### Description of the task
Starting with the line containing "corresponds to napkin." and going on through the end of the records, write every line out again, requests included, shifting each coordinate in the answers up by 144. Leave the sample coordinates inside the requests unchanged.

### Dataset entries

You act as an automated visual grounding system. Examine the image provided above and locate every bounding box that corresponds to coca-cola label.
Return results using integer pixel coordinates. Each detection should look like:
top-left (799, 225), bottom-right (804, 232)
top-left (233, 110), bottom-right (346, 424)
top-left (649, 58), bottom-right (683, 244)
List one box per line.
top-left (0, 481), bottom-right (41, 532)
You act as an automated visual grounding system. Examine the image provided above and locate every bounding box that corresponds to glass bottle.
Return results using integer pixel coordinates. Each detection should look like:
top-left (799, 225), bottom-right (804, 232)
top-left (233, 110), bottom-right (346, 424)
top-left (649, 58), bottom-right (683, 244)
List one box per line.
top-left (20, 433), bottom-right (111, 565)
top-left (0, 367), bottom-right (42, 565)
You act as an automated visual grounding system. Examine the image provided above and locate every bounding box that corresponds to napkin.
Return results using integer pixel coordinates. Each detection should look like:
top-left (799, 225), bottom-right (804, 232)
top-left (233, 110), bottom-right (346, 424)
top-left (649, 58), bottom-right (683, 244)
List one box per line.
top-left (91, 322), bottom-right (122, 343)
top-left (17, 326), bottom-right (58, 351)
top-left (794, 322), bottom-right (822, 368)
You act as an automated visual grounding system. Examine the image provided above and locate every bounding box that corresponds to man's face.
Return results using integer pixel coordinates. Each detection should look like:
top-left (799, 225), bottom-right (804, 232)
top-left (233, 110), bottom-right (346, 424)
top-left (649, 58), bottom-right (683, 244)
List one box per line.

### Solved exercise
You act as an automated visual grounding system. Examine the image provided above and locate every bounding box that corresponds to napkin.
Return results using integer pixel coordinates. Each detection should look like:
top-left (799, 225), bottom-right (804, 232)
top-left (233, 110), bottom-right (346, 424)
top-left (649, 58), bottom-right (683, 244)
List one box per line.
top-left (235, 466), bottom-right (266, 487)
top-left (161, 470), bottom-right (202, 495)
top-left (938, 466), bottom-right (966, 512)
You act as an automated visual grounding system. Examine the image provided above and locate every bounding box that corresponds to man's face.
Return results using integer pixel coordinates. Each detection should look like:
top-left (799, 225), bottom-right (804, 232)
top-left (233, 110), bottom-right (346, 424)
top-left (649, 58), bottom-right (683, 244)
List one box per line.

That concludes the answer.